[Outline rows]
****

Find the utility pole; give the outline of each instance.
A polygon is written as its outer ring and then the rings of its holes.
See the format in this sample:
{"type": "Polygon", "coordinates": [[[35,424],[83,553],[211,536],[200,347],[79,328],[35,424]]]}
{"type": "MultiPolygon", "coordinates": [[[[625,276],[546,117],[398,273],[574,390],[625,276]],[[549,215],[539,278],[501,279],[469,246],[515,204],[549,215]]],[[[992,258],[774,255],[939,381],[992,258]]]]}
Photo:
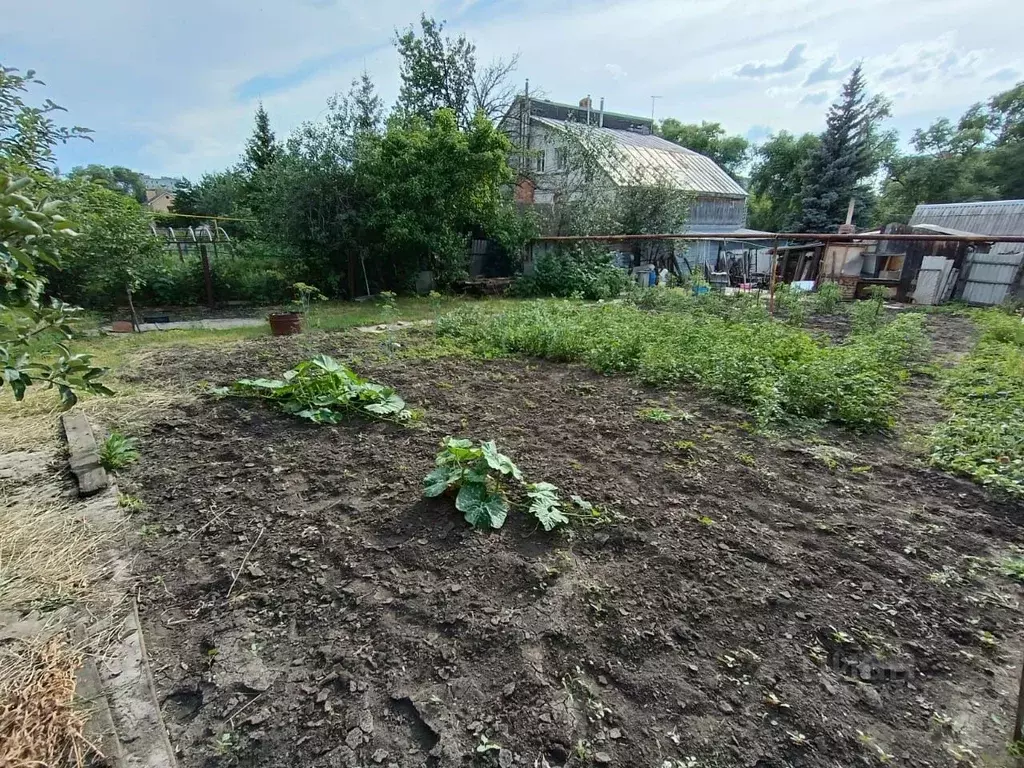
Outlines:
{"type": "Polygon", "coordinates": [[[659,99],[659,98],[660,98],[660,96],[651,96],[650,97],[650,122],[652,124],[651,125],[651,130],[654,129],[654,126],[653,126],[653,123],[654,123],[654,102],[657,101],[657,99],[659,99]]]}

****

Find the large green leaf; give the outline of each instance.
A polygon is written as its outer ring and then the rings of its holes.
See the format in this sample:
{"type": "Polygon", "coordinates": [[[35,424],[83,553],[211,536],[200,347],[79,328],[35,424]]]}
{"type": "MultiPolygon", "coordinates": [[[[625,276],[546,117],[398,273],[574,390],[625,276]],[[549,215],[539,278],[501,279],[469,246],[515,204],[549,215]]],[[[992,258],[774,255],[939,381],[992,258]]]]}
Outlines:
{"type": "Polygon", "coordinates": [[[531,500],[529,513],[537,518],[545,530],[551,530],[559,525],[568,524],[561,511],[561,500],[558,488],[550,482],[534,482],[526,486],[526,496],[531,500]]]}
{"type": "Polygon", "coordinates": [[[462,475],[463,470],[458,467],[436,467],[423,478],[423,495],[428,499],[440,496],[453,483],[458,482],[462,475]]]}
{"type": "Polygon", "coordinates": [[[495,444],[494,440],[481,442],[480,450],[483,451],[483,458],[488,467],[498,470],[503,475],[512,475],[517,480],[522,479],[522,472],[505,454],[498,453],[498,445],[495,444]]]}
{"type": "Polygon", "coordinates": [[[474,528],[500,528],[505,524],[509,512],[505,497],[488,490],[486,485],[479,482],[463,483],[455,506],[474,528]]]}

****

EXERCISE OBJECTIVE: Gather every line of the rows above that contains the string "give", copying each such line in full.

RESULT OF THE EXERCISE:
Find the utility pole; give the outline of each instance.
Find the large green leaf; give the outline of each instance.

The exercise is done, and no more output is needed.